## Goal
Copy the lines below word for word, and leave the pictures out of your copy.

## Material supplied

◆ ◆ ◆

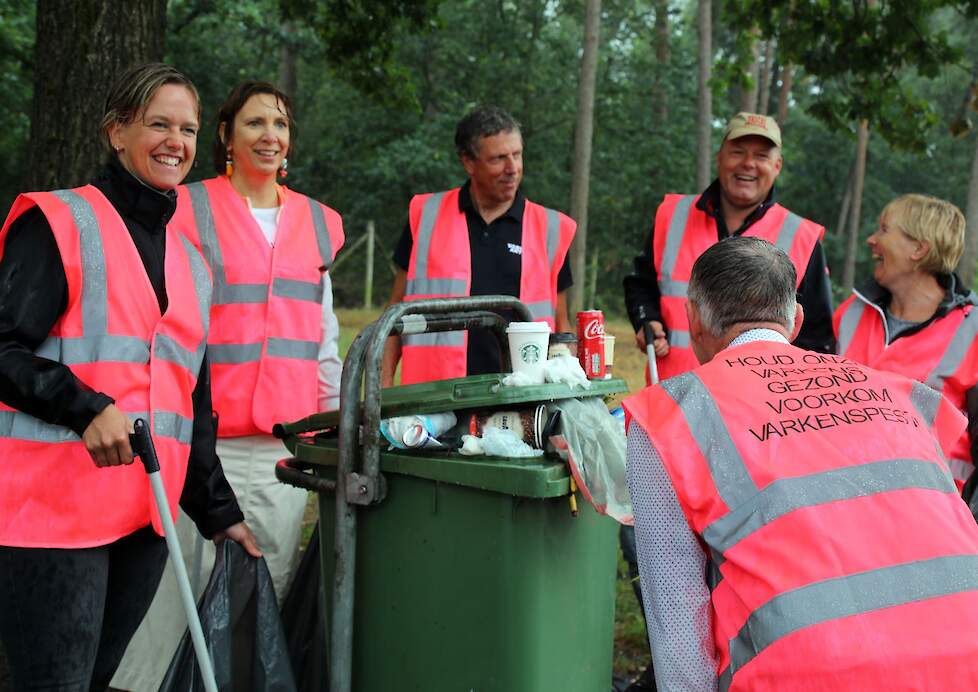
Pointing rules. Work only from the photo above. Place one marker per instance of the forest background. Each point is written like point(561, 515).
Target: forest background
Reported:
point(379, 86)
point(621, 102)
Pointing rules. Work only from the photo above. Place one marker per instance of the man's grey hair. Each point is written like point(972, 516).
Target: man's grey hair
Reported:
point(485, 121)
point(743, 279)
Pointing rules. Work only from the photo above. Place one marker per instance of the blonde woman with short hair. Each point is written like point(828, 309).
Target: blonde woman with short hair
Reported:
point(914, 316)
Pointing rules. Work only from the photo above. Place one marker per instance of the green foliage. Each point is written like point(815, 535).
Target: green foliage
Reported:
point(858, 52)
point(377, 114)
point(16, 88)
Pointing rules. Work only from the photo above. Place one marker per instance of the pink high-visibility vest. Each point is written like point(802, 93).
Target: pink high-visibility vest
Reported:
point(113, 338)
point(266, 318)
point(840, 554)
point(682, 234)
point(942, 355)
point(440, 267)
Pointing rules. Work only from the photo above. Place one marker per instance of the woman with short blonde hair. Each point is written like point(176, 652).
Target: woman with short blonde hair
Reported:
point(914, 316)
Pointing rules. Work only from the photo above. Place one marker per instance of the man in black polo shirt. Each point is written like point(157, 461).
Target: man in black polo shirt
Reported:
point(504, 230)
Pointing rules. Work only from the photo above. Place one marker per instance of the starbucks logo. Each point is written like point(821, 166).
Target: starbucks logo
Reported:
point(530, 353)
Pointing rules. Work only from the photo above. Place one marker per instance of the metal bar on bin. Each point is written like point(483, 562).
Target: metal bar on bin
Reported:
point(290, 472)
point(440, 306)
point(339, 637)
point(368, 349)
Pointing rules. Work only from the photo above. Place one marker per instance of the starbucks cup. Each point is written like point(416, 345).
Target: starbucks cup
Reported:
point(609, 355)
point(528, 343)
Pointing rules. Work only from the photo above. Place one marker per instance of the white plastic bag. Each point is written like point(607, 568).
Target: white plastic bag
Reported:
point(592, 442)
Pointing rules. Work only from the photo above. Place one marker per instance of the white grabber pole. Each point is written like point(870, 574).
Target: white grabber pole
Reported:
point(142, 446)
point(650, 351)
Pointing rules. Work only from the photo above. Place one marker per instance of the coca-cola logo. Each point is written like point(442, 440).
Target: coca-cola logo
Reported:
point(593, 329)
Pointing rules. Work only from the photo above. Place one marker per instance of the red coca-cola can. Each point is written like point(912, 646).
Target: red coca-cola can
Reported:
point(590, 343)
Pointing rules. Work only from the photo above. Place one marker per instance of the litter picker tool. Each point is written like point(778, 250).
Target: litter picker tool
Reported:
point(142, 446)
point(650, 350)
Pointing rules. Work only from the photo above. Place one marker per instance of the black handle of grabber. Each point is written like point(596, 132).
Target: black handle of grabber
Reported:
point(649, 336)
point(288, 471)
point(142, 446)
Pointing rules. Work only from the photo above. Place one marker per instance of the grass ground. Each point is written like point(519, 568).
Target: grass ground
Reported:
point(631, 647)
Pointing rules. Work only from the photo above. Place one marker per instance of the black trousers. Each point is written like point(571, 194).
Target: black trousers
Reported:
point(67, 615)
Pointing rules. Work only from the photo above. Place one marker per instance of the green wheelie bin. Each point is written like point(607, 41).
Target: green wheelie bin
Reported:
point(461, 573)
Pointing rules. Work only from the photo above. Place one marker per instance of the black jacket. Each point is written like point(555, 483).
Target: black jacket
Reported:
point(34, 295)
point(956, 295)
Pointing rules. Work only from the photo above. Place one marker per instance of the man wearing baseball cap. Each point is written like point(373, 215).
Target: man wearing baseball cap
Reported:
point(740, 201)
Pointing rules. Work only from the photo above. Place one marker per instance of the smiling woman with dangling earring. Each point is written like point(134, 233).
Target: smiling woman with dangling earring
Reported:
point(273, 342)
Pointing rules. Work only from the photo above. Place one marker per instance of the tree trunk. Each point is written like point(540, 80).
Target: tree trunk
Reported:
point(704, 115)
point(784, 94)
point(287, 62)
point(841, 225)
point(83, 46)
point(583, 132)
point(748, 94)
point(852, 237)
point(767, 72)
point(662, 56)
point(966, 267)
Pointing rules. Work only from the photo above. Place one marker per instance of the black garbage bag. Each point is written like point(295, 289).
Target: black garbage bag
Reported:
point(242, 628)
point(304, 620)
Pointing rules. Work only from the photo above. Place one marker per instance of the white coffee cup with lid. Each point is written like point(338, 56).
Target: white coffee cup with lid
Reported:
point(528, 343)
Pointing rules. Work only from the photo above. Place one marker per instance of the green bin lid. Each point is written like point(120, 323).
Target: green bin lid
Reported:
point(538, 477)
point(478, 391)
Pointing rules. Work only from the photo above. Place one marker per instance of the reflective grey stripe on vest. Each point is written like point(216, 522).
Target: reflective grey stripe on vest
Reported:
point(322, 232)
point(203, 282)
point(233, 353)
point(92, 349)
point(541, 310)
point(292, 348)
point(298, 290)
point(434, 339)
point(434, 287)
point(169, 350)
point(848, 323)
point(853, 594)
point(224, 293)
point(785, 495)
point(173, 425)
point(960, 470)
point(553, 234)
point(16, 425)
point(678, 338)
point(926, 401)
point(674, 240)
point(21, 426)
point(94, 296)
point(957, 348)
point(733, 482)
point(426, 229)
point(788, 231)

◆ ◆ ◆

## Task result
Pointing rules. Work only from the photo above. Place one marker per instance of the forest background. Each point is written like point(561, 515).
Target: forest background
Reported:
point(379, 86)
point(621, 102)
Pointing rules. Work only from the photo above. Place one marker per instance of the man's grey hair. Each point is written like point(972, 516).
Target: man's grey hair
Reported:
point(485, 121)
point(743, 279)
Pointing rules. Work only from the photo above. Place one marker per instance of the blonde woman with short hair. Each point is written like point(828, 309).
Target: blonde woman with short hair
Reported:
point(914, 316)
Pointing rules. Work only from the photo above. Place one marker per instance of the green foliage. Each point is written like point(815, 535).
Target: green foliage
Reported:
point(858, 52)
point(377, 114)
point(16, 88)
Pointing rules. Work only from the photo above. Place one marker per instance of the pink high-visibility vest. Each point is written like point(802, 93).
Target: pink high-visibility vest
Reported:
point(113, 338)
point(266, 318)
point(840, 554)
point(682, 234)
point(942, 355)
point(440, 267)
Pointing rules. Work only from the photo above. Place one marker per instance of the woman with short blonde hair. Each point is written like point(176, 652).
Target: woman with short blonde hair
Reported:
point(914, 316)
Pointing rules. Work only from the photo above. Place one marker per instance of the man in black polo shirt. Each point is written like point(157, 461).
Target: man in black polo shirt
Reported:
point(504, 230)
Pointing rules. Work only from the photo above. Place one marker per instance of the starbucks logo. Each point is written like point(821, 166).
Target: starbucks logo
Reported:
point(530, 353)
Pointing rules. Work only from the photo above. Place one marker per instance of the metal bar on bin. Each point is written like point(483, 562).
Target: metal bar on bin
Reported:
point(290, 472)
point(440, 306)
point(339, 637)
point(368, 349)
Pointing rules. Work only from the photo above. Place one marker per instance of the starbucks cup. Each point is written like point(416, 345).
Target: starbucks cup
Reported:
point(609, 355)
point(528, 343)
Pointing rules. Work only from the photo above. Place one marker per instance of the white plastic bag. Each point is written like point(607, 568).
Target: white plastic bag
Reported:
point(592, 442)
Pointing rules. Work only from the photo above. Place one marker per instance of the white grabber pole. Each point is written like point(870, 574).
Target: white grabber pole
Reported:
point(142, 446)
point(650, 351)
Pointing rules. Work only from the photo above. Place one marker per instance of the coca-cola logo. Each point is written like point(442, 440).
Target: coca-cola logo
Reported:
point(593, 329)
Pointing rules. Work only from the photo above. Place one marker per instance of the red coca-cola can. Each point is written like point(912, 646).
Target: red coca-cola can
Reported:
point(590, 343)
Pointing rules. Work only from the photo above. Place one marker per instance of the litter picker tool. Each point is written like point(778, 250).
Target: litter picker tool
Reported:
point(142, 446)
point(650, 350)
Pointing rules. Work only from the photo above. Place one marker per instance of the black handle of grabber. Each point is written like point(596, 132).
Target: black handle of grabber
Reported:
point(649, 336)
point(288, 471)
point(142, 446)
Pointing rules. Work only from the photo above. Place one marker per instance of the grass ground. Each point is written like point(519, 568).
Target: grass ground
Reported:
point(631, 647)
Pointing rules. Work only from the photo above. Place one marker per instance of the black trousers. Each point is written like point(571, 194).
Target: black trousers
Reported:
point(67, 615)
Pointing rules. Work only from the photo above. Place one marker per instance of the green wheelie bin. Each point is written like point(607, 41).
Target: green wheelie bin
Reported:
point(461, 573)
Pointing rules. Work only from the photo above. Place one marker per instance of the black jacket. Each point is written like point(555, 483).
Target: black jacket
Reported:
point(34, 295)
point(956, 295)
Pointing rules. Work only from the photo above. Place one marker per instance of the man wearing baseball cap. Each point is written like point(373, 215).
Target: man wearing baseball cap
Reported:
point(740, 201)
Pointing rules. Work only from the photo above. Place one marker per instance of the smiling woman with dangling earring. Each point is written like point(134, 233).
Target: smiling woman with dangling earring
Reported:
point(273, 342)
Pointing rules. Work only from the photo above. Place one marker per instance of the tree trunk. Each point is written like point(540, 80).
Target: tree trunk
Reported:
point(704, 115)
point(784, 94)
point(287, 62)
point(841, 225)
point(83, 46)
point(583, 132)
point(748, 94)
point(852, 237)
point(767, 72)
point(662, 56)
point(966, 267)
Pointing rules. Work only from the photo above. Place one marker per instance of the black garbage bag. Each point is written like point(295, 289).
Target: black garbage bag
Reported:
point(242, 628)
point(304, 620)
Pointing rules. Work only from the photo above. Place one marker per instance of the white coffee cup with lid. Each point is written like point(338, 56).
Target: white coffee cup with lid
Reported:
point(528, 343)
Pointing rules. Work only from the photo above. Place one marker per instance of the green bin lid. Each point is written like point(120, 323).
Target: green bin lid
Reported:
point(538, 477)
point(478, 391)
Pointing rules. Work only from the photo above. Place one marker per instance of the reflective grey stripe on vest. Each point is written like point(216, 522).
Target: reflective grey stripe on vest
Reported:
point(322, 232)
point(203, 282)
point(233, 353)
point(92, 349)
point(541, 310)
point(292, 348)
point(298, 290)
point(434, 339)
point(434, 287)
point(169, 350)
point(848, 323)
point(853, 594)
point(224, 293)
point(785, 495)
point(173, 425)
point(960, 470)
point(553, 234)
point(16, 425)
point(678, 338)
point(926, 401)
point(674, 240)
point(21, 426)
point(94, 296)
point(957, 348)
point(733, 482)
point(426, 229)
point(788, 231)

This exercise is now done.